Fight to save wife ends in court
WHEN Yasmin McKillop was battling a deadly brain tumour that claimed her life, she was prescribed endone and oxycontin, which left her so lethargic she was slumped in chairs and robbed of the energy to enjoy time with her family.
Her husband, James, was desperate to relieve her pain, clutching at any straw he could grab to give her the quality of life she deserved.
“Her quality of life was really diminished because she was really dosed up and would just sit in a chair,” Mr McKillop said.
After reading about the potential cancer-fighting and pain relieving affects of marijuana, they ventured onto the wrong side of the law in a desperate plight that landed him in court.
He couldn’t bear the guilt of being unable to help his wife, despite wrestling the guilt of supporting the black market, so they began growing their own marijuana plants. The Stanthorpe man is now advocating for the drug to be legalised so others do not have to suffer the same turmoil when trying to help loved ones.
In September, six weeks after his wife died, police raided his home.

◆ ◆ ◆ ◆

• **WORK INSTRUCTIONS**
**a.** According to the news story about James McKillop, why is he now advocating for marijuana to be legalized?
**b.** Continue the news story about James McKillop from the sentence reporting the police raid on his home.

Region pointing data:
◆ ◆ ◆ ◆

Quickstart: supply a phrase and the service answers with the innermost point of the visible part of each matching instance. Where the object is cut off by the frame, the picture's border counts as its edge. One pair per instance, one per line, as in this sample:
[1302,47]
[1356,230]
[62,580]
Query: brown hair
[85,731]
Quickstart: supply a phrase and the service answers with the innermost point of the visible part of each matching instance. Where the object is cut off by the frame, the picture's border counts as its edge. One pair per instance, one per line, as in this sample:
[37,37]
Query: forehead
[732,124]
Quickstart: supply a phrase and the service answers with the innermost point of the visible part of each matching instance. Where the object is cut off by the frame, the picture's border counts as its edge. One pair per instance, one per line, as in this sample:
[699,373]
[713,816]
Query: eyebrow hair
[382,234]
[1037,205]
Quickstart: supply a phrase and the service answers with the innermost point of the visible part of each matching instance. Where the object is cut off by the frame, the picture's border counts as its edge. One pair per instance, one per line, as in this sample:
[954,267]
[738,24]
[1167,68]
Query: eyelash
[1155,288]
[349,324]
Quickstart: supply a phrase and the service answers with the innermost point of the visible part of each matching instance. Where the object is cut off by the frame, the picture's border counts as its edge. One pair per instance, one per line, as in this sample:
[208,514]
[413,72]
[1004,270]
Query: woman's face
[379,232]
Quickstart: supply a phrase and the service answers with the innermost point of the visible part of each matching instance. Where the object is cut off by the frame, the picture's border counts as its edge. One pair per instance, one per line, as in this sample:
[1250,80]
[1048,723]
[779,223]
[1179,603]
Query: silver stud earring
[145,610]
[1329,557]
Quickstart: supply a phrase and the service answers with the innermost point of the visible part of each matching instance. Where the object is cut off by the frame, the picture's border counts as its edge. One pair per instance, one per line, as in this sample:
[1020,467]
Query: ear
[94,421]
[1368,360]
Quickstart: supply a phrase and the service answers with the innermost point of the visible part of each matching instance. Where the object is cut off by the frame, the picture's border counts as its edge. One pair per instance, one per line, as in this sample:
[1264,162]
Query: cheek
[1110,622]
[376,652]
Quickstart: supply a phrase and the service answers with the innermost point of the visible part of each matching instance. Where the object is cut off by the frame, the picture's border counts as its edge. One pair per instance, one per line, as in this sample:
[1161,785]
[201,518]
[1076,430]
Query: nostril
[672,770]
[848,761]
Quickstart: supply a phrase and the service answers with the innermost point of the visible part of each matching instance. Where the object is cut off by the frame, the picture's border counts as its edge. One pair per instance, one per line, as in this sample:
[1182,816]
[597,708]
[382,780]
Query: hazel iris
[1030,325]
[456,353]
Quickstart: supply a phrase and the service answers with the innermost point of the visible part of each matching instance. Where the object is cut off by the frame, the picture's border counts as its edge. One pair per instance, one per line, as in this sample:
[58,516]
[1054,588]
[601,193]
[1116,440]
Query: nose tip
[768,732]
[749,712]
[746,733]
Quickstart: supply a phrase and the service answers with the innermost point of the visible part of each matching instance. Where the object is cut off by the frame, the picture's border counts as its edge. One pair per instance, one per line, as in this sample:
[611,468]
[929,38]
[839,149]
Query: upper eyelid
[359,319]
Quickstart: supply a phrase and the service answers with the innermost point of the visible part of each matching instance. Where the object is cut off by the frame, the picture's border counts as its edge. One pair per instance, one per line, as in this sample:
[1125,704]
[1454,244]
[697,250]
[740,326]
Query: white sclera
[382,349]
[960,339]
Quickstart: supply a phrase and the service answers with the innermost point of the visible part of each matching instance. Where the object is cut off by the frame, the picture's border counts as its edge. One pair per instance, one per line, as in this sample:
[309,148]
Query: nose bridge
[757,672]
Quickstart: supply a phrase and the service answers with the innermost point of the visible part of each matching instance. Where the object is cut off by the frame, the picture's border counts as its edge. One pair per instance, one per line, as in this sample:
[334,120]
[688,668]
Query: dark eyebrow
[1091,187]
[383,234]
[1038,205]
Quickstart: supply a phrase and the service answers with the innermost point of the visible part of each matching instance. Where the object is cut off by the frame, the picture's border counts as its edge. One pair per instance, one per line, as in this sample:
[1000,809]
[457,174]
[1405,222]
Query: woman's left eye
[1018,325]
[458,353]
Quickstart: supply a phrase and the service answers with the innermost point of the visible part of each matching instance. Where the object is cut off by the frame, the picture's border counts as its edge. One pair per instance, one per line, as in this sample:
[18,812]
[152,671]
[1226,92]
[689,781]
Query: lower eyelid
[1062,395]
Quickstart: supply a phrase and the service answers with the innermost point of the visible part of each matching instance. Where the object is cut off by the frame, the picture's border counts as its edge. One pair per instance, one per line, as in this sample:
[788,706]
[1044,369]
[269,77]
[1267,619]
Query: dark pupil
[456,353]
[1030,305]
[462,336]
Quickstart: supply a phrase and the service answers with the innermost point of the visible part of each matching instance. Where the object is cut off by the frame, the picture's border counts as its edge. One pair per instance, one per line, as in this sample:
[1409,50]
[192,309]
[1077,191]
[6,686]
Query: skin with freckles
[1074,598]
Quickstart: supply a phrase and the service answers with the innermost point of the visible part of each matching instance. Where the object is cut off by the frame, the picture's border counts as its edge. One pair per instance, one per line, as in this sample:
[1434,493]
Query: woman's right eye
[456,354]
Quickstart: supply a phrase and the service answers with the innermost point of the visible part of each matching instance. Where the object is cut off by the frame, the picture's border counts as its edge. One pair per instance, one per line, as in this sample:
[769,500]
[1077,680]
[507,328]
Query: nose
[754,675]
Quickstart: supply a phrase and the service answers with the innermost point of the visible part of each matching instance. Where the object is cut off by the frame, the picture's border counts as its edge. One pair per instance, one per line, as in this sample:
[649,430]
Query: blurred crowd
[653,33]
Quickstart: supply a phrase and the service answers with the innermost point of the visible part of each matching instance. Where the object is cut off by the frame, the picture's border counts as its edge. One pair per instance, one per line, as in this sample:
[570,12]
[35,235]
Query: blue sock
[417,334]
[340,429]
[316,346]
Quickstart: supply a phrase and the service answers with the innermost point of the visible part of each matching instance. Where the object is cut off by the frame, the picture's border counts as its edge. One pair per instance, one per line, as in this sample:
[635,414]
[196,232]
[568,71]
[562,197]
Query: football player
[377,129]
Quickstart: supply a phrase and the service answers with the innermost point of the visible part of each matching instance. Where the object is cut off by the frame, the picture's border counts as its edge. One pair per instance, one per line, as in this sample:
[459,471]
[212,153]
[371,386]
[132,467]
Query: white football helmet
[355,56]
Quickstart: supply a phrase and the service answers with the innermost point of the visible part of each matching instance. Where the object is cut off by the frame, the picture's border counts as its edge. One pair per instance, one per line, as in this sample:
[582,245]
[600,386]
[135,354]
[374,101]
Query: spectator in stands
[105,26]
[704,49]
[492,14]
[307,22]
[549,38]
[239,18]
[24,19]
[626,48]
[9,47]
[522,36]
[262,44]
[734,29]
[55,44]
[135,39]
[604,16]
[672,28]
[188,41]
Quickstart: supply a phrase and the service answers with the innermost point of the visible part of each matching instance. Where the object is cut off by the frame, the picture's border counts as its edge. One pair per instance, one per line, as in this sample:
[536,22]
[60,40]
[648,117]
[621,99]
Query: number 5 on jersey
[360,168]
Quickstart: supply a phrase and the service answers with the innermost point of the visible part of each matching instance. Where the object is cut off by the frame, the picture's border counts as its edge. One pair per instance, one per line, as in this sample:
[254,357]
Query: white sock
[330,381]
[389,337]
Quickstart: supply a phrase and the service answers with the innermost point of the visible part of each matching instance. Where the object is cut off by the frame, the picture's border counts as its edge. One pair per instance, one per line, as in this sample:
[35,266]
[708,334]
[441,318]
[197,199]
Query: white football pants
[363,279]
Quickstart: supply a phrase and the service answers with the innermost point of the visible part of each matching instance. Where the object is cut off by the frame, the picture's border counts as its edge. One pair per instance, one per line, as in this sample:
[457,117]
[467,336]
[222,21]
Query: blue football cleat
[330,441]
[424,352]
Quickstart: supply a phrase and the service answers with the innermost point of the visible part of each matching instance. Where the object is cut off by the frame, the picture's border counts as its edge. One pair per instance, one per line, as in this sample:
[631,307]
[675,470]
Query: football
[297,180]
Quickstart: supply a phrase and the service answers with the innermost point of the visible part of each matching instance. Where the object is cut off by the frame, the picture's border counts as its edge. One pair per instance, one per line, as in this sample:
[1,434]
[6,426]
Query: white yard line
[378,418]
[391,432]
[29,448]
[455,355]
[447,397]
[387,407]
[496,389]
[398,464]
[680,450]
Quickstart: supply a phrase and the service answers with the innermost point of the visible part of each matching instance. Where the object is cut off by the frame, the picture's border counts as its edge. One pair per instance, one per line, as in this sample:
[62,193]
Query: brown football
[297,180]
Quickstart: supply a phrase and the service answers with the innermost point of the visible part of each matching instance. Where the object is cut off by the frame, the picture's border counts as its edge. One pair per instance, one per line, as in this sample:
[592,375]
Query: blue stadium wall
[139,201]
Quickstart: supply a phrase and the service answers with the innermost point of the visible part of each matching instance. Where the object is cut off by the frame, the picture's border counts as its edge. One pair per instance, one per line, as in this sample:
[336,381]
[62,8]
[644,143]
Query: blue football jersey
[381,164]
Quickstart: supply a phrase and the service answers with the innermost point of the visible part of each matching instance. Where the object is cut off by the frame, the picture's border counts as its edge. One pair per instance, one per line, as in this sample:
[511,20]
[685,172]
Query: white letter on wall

◆ ◆ ◆ ◆

• **EXPECTED RESULTS**
**a.** He wants the drug legalized so that others do not have to suffer the same turmoil he went through when trying to help loved ones.

**b.**
He led officers into his front room where they found more than 5kg of marijuana, including 51 plants, as well as “sophisticated” hydroponic equipment. He was charged with producing and possessing dangerous drugs, as well as possessing equipment used in the commission of a crime.
Mr McKillop, a musician who often performs for free, appeared in Warwick District Court this week, pleading guilty to three drugs charges.
Judge Koppenol said he would not usually consider probation for the offences but, due to Mr McKillop’s background, it was more appropriate than a fine or jail sentence. Mr McKillop was convicted and sentenced to 18 months probation.
After receiving his sentence, Mr McKillop said he hoped the tide would turn and Australia would have a plebiscite or referendum to legalise marijuana use.
James McKillop is advocating for medicinal marijuana which his late wife Yasmin McKillop used to relieve pain.